> _The tasks_
A) In the passage below on combining domain features, what does the symbol $\odot$ denote?
B) Give every equation number that appears in the passage below on combining domain features.
C) Resume the passage below on combining domain features, picking up right after its final equation.

> _Document passage_
==================================================

Finally, we use the element-wise attention component to combine domain-shared and domain-specific features. It tends to have different proportions of common and specific domain features learned from the two domains. We denote the combination of user common and specific domain features embedding ${\widetilde{U}}^a$ and ${\widetilde{U}}^b$ of $D_{{\text{A}}} $ and $D_{{\text{B}}} $ as:

$$\begin{aligned}{} {\widetilde{U}}^a=W^{(a)} \odot E_A+\left( 1-W^{(a)}\right) \odot E_C, \end{aligned}$$

(15)

$$\begin{aligned}{} {\widetilde{U}}^b=W^{(b)} \odot E_B+\left( 1-W^{(b)}\right) \odot E_C, \end{aligned}$$

(16)

where $\odot $ is the element multiplication, $W^a \in R^{N\times k}$, $W^b \in R^{N \times k}$ are the weight matrices of the attention network on $D_{{\text{A}}} $ and $D_{{\text{B}}} $, respectively.

3.6 Model Training

In the output layer, we obtain the predicted value of ${\hat{y}}_{i j}^a$ by the consine function cosine function:

$$\begin{aligned} {\hat{y}}_{i j}^a={\text {cosine}}\left( U_i^a, V_j^a\right) =\frac{U_i^a \cdot V_j^a}{\left\| U_i^a\right\| \left\| V_j^a\right\| } \end{aligned}$$

(17)

==================================================

> _Records_

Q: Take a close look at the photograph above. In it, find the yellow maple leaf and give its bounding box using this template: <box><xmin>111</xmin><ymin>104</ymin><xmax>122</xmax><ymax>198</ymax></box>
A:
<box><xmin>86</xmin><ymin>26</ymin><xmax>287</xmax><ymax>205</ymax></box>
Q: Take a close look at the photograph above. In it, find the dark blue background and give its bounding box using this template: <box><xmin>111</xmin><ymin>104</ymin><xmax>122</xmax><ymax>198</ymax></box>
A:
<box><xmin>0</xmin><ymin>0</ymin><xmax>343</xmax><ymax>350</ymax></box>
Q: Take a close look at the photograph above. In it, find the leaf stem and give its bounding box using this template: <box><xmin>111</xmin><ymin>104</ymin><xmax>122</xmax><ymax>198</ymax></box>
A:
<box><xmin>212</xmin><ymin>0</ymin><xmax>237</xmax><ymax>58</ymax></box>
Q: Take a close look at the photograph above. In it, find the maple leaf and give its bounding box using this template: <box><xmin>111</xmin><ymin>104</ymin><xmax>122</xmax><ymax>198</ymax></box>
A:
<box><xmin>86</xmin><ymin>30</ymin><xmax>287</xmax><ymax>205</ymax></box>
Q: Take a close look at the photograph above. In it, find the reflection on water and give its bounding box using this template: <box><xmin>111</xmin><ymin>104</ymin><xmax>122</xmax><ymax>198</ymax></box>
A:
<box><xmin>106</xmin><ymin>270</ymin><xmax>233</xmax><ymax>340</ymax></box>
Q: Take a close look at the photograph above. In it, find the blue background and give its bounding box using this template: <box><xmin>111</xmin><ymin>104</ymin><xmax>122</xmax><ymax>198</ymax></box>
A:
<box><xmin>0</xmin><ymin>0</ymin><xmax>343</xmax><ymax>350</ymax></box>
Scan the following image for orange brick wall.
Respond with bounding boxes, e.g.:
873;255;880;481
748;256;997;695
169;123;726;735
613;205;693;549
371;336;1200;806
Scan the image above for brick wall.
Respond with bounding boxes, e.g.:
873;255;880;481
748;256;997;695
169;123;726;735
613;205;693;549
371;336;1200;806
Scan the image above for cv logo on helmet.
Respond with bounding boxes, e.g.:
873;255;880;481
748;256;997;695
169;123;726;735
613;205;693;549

==================================================

> _Responses_
A) It denotes element multiplication.

B) (15), (16), (17)

C)
where $U_i^a$ and $V_j^a$ are the user embedding and item embedding trained by MLP layer, $\left\| U_i^a\right\| $ and $\left\| V_j^a\right\| $ are the normalized embeddings, respectively. Similarly, we can also obtain the predicted value ${\hat{y}}^b$ the $D_{{\text{B}}} $.

We use the cross-entropy loss function as the objective function in $D_{{\text{A}}} $ to train our model, which is defined as follows:

$$\begin{aligned}{} L\left( y^a, {\hat{y}}^a\right) =\sum _{y \in Y^{a+} U Y^{a-}} y^a \log {\hat{y}}^a+\left( 1-y^a\right) \log \left( 1-{\hat{y}}^a\right) \nonumber \\{} \quad +\lambda \left( \left\| U_{M L P}^a\right\| _F^2+\left\| V_{M L P}^a\right\| _F^2\right) , \end{aligned}$$

(18)

where $y^{a+}$ is the set of observed interaction histories, and $y^{a-}$ is the set of randomly sampled non-observed interactions. $\lambda $ is the hyperparameter that controls the regularization strength to avoid overfitting. $\left\| U_{M L P}^a\right\| _F^2+\left\| V_{M L P}^a\right\| _F^2$ is the regularizer.

4 Experiments

In this section, we first describe the experimental setup, including the datasets, evaluation metrics, parameter settings, and baseline models. We then conduct an extensive analysis of the experimental results. The questions studied are as follows:

RQ1::: How is the performance of GCE-MCAT compared to the baseline model?
RQ2::: How do the different design modules (i.e., CL-based embedding layer, multi-head cross-attention mechanism) contribute to the performance of the model?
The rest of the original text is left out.